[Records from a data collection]
**********

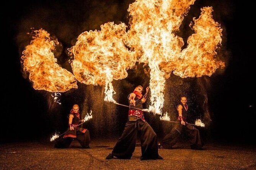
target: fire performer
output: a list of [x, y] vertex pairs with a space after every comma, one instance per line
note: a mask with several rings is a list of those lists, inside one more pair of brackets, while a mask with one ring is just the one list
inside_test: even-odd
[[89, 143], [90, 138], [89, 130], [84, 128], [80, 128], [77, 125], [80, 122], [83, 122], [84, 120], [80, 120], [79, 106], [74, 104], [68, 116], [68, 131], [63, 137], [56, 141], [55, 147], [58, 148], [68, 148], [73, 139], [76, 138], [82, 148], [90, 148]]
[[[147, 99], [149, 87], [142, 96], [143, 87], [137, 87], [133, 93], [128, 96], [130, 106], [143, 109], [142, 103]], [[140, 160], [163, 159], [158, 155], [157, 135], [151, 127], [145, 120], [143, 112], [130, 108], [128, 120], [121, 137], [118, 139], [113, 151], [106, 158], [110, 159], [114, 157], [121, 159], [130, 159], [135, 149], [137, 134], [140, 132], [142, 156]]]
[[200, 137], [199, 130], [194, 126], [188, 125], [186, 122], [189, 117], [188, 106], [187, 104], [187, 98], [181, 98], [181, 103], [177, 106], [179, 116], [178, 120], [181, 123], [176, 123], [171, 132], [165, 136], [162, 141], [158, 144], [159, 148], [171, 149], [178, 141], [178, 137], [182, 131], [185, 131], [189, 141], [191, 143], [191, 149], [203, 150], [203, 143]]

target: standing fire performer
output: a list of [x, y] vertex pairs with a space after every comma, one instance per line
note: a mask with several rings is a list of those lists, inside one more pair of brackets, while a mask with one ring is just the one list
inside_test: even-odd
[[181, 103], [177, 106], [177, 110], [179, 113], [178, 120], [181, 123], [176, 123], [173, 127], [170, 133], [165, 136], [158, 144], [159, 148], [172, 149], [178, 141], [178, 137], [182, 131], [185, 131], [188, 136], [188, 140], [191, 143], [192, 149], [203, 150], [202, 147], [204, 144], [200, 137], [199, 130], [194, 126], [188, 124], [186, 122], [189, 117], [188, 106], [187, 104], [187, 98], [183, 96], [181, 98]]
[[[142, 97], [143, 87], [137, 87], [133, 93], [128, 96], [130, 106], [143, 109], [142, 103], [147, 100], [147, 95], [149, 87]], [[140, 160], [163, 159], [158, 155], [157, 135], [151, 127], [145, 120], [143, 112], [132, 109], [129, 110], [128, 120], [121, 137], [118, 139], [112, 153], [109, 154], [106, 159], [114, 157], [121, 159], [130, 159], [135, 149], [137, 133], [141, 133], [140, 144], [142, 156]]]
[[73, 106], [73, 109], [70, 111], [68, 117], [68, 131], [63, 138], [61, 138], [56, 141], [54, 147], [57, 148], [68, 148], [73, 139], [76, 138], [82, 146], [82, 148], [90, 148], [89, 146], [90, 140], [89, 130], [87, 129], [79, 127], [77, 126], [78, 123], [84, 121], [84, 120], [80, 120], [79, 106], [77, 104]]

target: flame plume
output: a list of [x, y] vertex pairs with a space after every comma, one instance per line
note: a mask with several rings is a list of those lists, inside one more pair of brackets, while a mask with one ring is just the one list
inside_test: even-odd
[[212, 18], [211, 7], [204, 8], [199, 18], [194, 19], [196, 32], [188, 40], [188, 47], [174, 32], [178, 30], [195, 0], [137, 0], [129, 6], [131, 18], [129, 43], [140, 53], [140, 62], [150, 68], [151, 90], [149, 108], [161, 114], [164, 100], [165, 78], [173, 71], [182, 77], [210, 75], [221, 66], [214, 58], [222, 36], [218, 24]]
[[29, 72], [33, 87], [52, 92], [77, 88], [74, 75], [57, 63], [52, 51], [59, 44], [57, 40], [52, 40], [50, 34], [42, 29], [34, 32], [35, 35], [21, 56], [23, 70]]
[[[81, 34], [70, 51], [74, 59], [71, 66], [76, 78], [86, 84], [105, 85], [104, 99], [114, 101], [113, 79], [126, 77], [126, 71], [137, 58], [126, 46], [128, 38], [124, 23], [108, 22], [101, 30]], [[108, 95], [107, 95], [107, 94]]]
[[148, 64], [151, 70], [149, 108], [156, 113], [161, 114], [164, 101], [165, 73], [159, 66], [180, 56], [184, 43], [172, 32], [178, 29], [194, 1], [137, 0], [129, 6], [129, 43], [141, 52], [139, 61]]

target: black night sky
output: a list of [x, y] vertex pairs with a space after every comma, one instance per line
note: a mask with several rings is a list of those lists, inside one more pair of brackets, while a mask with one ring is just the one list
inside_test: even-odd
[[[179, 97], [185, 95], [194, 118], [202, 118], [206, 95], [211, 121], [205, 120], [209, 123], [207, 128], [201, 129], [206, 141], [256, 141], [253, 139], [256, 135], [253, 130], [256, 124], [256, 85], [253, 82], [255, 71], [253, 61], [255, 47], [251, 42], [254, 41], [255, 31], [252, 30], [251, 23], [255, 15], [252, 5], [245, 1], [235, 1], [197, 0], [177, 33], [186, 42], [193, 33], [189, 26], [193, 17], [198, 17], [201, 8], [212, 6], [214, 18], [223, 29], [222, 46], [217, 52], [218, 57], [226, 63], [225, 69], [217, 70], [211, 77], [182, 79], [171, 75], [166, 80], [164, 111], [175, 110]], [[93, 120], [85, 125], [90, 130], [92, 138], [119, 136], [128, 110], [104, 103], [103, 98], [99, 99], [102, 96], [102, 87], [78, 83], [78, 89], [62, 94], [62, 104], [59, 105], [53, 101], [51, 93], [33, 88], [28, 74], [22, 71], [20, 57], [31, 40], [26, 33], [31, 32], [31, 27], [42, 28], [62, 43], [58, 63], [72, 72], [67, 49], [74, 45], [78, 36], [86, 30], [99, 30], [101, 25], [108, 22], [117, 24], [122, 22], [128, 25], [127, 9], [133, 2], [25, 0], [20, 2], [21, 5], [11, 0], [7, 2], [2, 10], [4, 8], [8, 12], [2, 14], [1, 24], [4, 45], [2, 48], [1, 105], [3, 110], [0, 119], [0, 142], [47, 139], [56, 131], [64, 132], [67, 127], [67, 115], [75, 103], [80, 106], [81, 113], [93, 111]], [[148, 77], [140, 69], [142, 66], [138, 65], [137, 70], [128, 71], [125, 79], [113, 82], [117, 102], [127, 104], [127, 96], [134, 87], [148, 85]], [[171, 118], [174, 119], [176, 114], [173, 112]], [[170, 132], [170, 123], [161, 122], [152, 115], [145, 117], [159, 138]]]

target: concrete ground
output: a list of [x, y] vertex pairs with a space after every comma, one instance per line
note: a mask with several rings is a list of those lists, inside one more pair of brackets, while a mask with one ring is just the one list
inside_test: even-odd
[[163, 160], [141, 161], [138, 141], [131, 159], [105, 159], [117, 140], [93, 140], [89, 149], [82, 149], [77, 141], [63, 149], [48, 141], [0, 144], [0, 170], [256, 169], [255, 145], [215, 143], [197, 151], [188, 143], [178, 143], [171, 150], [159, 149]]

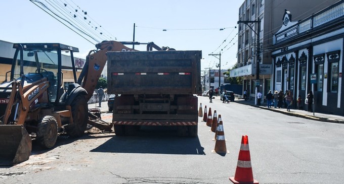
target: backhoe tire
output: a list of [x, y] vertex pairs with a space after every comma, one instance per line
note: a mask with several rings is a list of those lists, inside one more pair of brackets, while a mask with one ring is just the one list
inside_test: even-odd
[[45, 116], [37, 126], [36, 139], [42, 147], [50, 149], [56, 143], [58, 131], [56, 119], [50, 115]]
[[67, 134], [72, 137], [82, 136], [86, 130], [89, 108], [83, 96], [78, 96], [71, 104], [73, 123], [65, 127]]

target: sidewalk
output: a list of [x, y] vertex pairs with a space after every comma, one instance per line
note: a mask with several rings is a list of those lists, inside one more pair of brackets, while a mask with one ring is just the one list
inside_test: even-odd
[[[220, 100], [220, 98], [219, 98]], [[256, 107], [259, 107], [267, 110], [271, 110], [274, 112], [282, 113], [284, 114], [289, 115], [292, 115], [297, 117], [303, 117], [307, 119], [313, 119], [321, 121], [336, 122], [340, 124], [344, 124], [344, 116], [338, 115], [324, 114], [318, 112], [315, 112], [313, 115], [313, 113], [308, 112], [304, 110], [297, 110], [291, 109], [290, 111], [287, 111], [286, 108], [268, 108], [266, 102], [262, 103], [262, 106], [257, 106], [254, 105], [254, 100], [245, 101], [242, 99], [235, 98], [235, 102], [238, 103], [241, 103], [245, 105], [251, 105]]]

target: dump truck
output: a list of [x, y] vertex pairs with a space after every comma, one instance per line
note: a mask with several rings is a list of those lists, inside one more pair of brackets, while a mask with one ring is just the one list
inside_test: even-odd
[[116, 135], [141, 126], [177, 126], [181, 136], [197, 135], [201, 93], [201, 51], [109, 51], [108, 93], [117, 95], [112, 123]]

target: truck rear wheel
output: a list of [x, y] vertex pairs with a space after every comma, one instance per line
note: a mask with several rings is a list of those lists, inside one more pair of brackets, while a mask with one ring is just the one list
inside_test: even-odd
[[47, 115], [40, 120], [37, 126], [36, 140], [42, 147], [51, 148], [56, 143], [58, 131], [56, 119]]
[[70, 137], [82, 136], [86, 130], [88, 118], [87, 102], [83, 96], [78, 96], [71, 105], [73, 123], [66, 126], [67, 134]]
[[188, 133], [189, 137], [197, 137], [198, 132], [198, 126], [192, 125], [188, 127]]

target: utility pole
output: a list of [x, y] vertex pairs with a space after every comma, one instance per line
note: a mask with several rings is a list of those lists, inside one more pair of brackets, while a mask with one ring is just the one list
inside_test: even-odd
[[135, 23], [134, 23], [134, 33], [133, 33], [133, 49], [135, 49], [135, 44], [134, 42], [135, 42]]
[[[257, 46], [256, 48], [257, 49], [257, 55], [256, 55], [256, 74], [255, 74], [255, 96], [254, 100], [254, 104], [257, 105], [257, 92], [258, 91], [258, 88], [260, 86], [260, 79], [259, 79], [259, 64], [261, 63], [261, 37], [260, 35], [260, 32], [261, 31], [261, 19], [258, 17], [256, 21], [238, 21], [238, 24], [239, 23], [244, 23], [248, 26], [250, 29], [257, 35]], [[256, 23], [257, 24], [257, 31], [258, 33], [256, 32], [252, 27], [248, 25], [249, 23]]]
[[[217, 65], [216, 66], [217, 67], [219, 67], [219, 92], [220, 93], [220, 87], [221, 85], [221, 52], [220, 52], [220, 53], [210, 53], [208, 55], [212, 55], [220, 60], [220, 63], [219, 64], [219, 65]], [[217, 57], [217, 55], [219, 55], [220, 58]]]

**********

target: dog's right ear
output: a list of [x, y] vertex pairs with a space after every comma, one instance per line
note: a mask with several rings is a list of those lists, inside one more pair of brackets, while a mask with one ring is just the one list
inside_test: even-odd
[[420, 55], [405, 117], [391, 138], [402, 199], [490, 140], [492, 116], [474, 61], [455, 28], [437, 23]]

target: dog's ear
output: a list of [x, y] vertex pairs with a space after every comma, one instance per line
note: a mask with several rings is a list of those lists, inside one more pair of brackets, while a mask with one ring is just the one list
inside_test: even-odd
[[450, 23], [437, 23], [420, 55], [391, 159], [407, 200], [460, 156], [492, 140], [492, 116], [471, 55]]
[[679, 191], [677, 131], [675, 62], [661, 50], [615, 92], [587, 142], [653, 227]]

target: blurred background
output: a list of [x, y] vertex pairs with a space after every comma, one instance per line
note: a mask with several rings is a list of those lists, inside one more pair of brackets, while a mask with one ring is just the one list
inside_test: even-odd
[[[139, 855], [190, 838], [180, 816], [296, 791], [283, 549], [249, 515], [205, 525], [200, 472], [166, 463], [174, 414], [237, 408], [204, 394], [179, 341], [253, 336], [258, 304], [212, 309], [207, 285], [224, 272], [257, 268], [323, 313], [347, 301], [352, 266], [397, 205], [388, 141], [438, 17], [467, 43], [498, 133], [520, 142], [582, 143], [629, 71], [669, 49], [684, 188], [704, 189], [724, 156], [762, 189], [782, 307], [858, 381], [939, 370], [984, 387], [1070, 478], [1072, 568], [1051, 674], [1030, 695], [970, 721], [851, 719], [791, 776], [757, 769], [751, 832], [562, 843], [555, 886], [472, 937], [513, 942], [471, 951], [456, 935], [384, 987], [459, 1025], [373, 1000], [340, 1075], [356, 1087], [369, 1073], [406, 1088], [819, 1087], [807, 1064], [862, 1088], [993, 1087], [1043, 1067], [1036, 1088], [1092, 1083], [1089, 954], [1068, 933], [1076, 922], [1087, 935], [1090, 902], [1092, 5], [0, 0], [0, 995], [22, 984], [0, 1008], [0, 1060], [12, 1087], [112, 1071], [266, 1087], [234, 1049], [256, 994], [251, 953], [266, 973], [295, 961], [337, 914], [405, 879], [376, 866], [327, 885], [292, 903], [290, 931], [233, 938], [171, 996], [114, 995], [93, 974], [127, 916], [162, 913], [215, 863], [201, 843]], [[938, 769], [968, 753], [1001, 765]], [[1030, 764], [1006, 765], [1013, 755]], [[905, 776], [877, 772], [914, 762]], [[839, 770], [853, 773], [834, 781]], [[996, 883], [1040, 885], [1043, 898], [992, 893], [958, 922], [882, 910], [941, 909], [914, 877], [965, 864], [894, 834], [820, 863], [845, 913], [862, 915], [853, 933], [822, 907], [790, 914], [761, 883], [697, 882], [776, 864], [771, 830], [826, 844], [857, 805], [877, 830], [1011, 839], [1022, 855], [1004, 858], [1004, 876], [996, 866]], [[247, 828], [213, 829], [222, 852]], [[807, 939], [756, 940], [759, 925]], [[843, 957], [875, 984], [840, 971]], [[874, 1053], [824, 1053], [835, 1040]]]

**********

→ **Stated problem**: Return the part of the records that opens with the line containing "target: blurred background" and closes with the line containing "1053], [835, 1040]]]", copying both end lines and everything between them without any change.

→ **Complete response**:
target: blurred background
output: a list of [x, y] vertex pairs with a space after every comma, one instance per line
note: a mask with several rings is a list of those lists, inside one more pair of brackets, while a mask with one ring is just the one list
inside_test: even-odd
[[[139, 855], [190, 838], [180, 816], [296, 791], [283, 549], [249, 515], [205, 525], [200, 472], [166, 463], [174, 414], [237, 408], [204, 394], [179, 341], [253, 336], [258, 304], [212, 309], [207, 285], [224, 272], [257, 268], [323, 313], [347, 301], [352, 266], [397, 205], [388, 141], [438, 17], [467, 43], [498, 133], [520, 142], [582, 143], [629, 71], [669, 49], [684, 188], [704, 189], [724, 156], [762, 189], [782, 307], [858, 381], [939, 370], [984, 387], [1070, 478], [1072, 568], [1051, 674], [1030, 695], [970, 721], [851, 719], [791, 776], [757, 769], [751, 832], [562, 843], [555, 886], [472, 937], [513, 942], [471, 951], [456, 935], [384, 987], [459, 1025], [373, 1000], [340, 1075], [356, 1087], [369, 1073], [406, 1088], [819, 1087], [807, 1064], [862, 1088], [993, 1087], [1043, 1067], [1036, 1088], [1092, 1083], [1089, 954], [1068, 933], [1076, 922], [1087, 935], [1090, 902], [1092, 5], [0, 0], [0, 995], [22, 984], [0, 1008], [0, 1060], [12, 1087], [112, 1071], [266, 1087], [234, 1049], [256, 994], [251, 953], [266, 973], [295, 961], [337, 914], [405, 879], [376, 866], [327, 885], [292, 903], [290, 931], [233, 938], [171, 996], [114, 995], [93, 974], [127, 916], [162, 913], [215, 863], [201, 843]], [[938, 769], [968, 753], [1001, 765]], [[1030, 764], [1006, 765], [1013, 755]], [[905, 776], [877, 772], [914, 762]], [[839, 770], [853, 773], [834, 781]], [[996, 883], [1040, 885], [1043, 898], [992, 893], [958, 922], [882, 910], [941, 909], [914, 877], [965, 864], [894, 834], [820, 863], [845, 913], [862, 915], [853, 933], [822, 907], [790, 914], [761, 883], [697, 882], [776, 864], [771, 830], [826, 844], [857, 805], [877, 830], [1011, 839], [1022, 855], [1004, 858], [1004, 876], [996, 866]], [[247, 828], [213, 829], [222, 852]], [[807, 939], [756, 940], [759, 925]], [[843, 957], [875, 984], [840, 971]], [[874, 1053], [824, 1053], [835, 1040]]]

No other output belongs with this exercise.